Information supplied
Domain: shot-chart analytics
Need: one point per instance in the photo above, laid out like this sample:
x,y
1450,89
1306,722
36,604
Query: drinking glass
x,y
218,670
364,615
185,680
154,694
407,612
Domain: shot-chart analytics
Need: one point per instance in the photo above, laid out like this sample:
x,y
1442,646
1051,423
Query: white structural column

The exercise
Recast every line of the material above as a JSON array of strings, with one string per line and blank lines omitted.

Result below
[
  "Domain: shot-chart analytics",
  "Need: one point per instance in the photo above, laid out like this sample:",
  "x,y",
  "1450,89",
  "1306,722",
  "36,604",
  "Query: drinking glass",
  "x,y",
  "218,670",
  "364,615",
  "185,680",
  "154,694",
  "407,612",
  "Domain: shot-chart analytics",
  "Need: one point per instance in the photo above, laid out like this sample:",
  "x,y",
  "1442,646",
  "1051,423",
  "Query: white structural column"
]